▸ Stated problem:
Repeat the material exactly as it appears.
BEGIN Source data
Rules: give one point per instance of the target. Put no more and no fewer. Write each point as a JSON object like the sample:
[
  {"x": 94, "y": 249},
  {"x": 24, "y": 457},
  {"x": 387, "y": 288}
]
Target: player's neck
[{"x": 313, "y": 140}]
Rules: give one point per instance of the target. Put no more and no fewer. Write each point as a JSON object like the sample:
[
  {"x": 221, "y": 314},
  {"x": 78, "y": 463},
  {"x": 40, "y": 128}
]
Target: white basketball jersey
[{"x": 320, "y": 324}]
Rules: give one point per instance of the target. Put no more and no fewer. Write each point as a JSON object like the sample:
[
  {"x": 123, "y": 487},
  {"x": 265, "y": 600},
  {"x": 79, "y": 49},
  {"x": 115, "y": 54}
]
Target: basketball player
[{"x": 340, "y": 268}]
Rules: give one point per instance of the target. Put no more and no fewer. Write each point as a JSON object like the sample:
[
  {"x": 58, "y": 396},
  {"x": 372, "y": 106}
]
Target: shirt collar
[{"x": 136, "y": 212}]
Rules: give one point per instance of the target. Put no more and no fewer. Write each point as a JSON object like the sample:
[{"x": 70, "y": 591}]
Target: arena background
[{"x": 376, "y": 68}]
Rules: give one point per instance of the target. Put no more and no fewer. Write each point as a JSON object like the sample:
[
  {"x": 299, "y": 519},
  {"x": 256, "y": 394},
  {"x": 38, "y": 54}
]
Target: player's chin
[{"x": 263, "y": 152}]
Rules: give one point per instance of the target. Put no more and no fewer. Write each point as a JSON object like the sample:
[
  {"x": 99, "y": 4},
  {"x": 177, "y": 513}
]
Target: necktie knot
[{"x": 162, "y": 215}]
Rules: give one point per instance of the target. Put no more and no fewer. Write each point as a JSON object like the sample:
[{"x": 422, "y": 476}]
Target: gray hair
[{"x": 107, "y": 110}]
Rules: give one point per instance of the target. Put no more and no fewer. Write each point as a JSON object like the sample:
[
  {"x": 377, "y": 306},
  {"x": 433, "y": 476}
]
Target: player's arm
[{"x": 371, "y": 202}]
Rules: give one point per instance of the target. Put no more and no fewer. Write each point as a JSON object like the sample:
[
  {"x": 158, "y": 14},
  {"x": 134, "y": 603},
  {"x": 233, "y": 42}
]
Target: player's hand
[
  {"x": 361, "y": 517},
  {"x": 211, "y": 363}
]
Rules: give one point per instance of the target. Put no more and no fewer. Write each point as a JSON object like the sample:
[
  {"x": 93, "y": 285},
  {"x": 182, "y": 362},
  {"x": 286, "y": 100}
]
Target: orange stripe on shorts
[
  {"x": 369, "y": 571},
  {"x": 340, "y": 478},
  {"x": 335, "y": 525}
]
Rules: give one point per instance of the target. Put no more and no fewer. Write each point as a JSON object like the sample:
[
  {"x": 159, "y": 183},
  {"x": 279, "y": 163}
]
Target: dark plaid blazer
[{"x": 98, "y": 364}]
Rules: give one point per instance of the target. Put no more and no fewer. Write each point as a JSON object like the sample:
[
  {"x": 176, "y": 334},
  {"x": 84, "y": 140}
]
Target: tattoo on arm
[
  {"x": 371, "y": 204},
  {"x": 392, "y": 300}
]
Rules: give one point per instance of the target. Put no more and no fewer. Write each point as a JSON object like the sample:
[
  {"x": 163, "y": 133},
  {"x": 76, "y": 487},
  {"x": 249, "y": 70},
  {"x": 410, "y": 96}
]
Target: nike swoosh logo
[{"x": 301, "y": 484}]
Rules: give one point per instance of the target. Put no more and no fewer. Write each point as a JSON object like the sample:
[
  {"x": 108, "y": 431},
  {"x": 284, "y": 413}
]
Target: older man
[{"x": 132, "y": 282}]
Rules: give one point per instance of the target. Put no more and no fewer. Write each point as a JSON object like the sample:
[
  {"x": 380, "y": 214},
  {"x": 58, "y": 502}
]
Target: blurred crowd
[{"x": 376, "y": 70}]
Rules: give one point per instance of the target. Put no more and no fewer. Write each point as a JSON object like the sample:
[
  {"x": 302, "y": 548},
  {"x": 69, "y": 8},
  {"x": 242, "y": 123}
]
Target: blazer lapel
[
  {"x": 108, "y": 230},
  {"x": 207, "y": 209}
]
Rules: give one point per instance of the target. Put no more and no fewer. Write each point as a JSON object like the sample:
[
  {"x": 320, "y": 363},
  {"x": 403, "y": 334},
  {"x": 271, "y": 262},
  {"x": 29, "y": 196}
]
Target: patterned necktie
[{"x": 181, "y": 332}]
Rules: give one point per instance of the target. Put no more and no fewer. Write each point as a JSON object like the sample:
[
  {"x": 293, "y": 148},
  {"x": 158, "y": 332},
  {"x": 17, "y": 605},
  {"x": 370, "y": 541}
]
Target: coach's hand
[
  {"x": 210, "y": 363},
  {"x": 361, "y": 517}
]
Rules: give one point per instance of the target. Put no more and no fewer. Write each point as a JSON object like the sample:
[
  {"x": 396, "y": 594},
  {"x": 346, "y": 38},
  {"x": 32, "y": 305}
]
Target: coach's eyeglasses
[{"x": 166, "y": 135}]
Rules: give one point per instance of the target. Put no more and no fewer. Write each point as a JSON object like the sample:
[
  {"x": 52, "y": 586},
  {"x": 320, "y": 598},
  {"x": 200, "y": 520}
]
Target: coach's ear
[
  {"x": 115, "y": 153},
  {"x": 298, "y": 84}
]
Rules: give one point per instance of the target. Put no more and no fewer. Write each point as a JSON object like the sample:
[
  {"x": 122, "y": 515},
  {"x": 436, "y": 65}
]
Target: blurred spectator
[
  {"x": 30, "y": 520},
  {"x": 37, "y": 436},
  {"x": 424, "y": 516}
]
END Source data
▸ Correct response:
Rules: give one point per instance of the target. Put no more and no fewer. Write each point as a JSON object like the sample:
[
  {"x": 94, "y": 249},
  {"x": 24, "y": 457},
  {"x": 387, "y": 288}
]
Target: player's neck
[{"x": 313, "y": 140}]
Rules: give one point per instance of the target. Put no more and no fewer. Write each point as a JSON object like the sample:
[
  {"x": 221, "y": 314},
  {"x": 78, "y": 463},
  {"x": 40, "y": 128}
]
Target: white basketball jersey
[{"x": 320, "y": 324}]
Rules: give one point per instance of the target. Put no more and no fewer. Write each point as a JSON object like the sample:
[
  {"x": 123, "y": 487},
  {"x": 265, "y": 600},
  {"x": 79, "y": 49},
  {"x": 115, "y": 54}
]
Target: basketball player
[{"x": 340, "y": 268}]
Rules: give one point per instance of the target. Put no more and no fewer. Write each point as a JSON object like the sample:
[
  {"x": 58, "y": 396},
  {"x": 372, "y": 106}
]
Target: shirt collar
[{"x": 136, "y": 212}]
Rules: give one point per instance of the target. Put no more and no fewer. Write each point as a JSON object like the sample:
[{"x": 70, "y": 591}]
Target: arena background
[{"x": 376, "y": 68}]
Rules: give one point per instance of the target. Put no more and no fewer. Write each point as a JSON object like the sample:
[
  {"x": 299, "y": 519},
  {"x": 256, "y": 394},
  {"x": 38, "y": 54}
]
Target: player's chin
[{"x": 263, "y": 152}]
Rules: give one point per instance of the target. Put no more and no fewer. Write each point as a JSON object like the sample:
[
  {"x": 99, "y": 4},
  {"x": 177, "y": 513}
]
Target: necktie knot
[{"x": 162, "y": 215}]
Rules: give one point per instance of the target. Put no more and no fewer. Write each point as a JSON object like the sample:
[{"x": 422, "y": 476}]
Target: gray hair
[{"x": 107, "y": 110}]
Rules: give one point per instance of the target. Put no more and no fewer. Write each point as a JSON object like the sample:
[
  {"x": 377, "y": 306},
  {"x": 433, "y": 476}
]
Target: player's arm
[{"x": 371, "y": 202}]
Rules: give one point per instance of the target. Put no more and no fewer. Write each point as a JSON object like the sample:
[
  {"x": 158, "y": 14},
  {"x": 134, "y": 603},
  {"x": 233, "y": 42}
]
Target: player's hand
[
  {"x": 361, "y": 517},
  {"x": 211, "y": 363}
]
Rules: give one point per instance of the target. Put no more and no fewer. Write each point as a JSON object like the sample:
[
  {"x": 93, "y": 285},
  {"x": 182, "y": 362},
  {"x": 286, "y": 100}
]
Target: orange stripe on shorts
[
  {"x": 369, "y": 571},
  {"x": 340, "y": 478},
  {"x": 335, "y": 525}
]
Rules: give one point per instance of the target. Put no more and no fewer. Write each point as a JSON object like the sample:
[
  {"x": 159, "y": 183},
  {"x": 279, "y": 163}
]
Target: dark plaid blazer
[{"x": 98, "y": 364}]
Rules: give one point per instance of the target. Put no more and no fewer. Write each point as a JSON object like the sample:
[
  {"x": 176, "y": 334},
  {"x": 84, "y": 140}
]
Target: tattoo on arm
[
  {"x": 371, "y": 204},
  {"x": 392, "y": 300}
]
Rules: give one point per instance of the target. Put no more and no fewer. Write each point as a JSON object like the sample:
[
  {"x": 163, "y": 133},
  {"x": 76, "y": 487},
  {"x": 249, "y": 70},
  {"x": 410, "y": 96}
]
Target: nike swoosh logo
[{"x": 301, "y": 484}]
Rules: give one point per instance of the target. Put no more and no fewer. Write each point as a JSON object like the sample:
[
  {"x": 108, "y": 431},
  {"x": 284, "y": 413}
]
Target: older man
[{"x": 132, "y": 282}]
Rules: give one point per instance of the target. Put no more and no fewer. Write each point as a JSON object like the sample:
[
  {"x": 380, "y": 214},
  {"x": 58, "y": 502}
]
Target: blurred crowd
[{"x": 376, "y": 70}]
Rules: give one point per instance of the target. Put no more and no fewer. Write each point as a JSON object like the sample:
[
  {"x": 302, "y": 548},
  {"x": 69, "y": 8},
  {"x": 242, "y": 123}
]
Target: blazer lapel
[
  {"x": 108, "y": 230},
  {"x": 207, "y": 209}
]
Rules: give one point per instance of the target. Put no more and no fewer. Write each point as a JSON object like the sample:
[
  {"x": 320, "y": 363},
  {"x": 403, "y": 334},
  {"x": 271, "y": 262},
  {"x": 29, "y": 196}
]
Target: patterned necktie
[{"x": 181, "y": 332}]
Rules: give one point per instance of the target. Put no more and no fewer. Write each point as a JSON object like the sample:
[
  {"x": 293, "y": 148},
  {"x": 158, "y": 332},
  {"x": 17, "y": 605},
  {"x": 370, "y": 541}
]
Target: coach's hand
[
  {"x": 210, "y": 363},
  {"x": 361, "y": 517}
]
Rules: give one point per instance of the target. Put no more and no fewer. Write each point as a JSON object like the sample:
[
  {"x": 396, "y": 594},
  {"x": 346, "y": 38},
  {"x": 32, "y": 305}
]
Target: coach's eyeglasses
[{"x": 166, "y": 135}]
Rules: give one point per instance of the target. Put no more and no fewer. Write each point as a JSON object like the sample:
[
  {"x": 52, "y": 586},
  {"x": 320, "y": 598},
  {"x": 200, "y": 520}
]
Target: coach's ear
[
  {"x": 115, "y": 153},
  {"x": 298, "y": 84}
]
Rules: give one point per instance of the target. Put no more and no fewer. Write each point as a JSON object like the sample:
[
  {"x": 122, "y": 515},
  {"x": 436, "y": 65}
]
Target: blurred spectator
[
  {"x": 30, "y": 520},
  {"x": 37, "y": 436},
  {"x": 424, "y": 516}
]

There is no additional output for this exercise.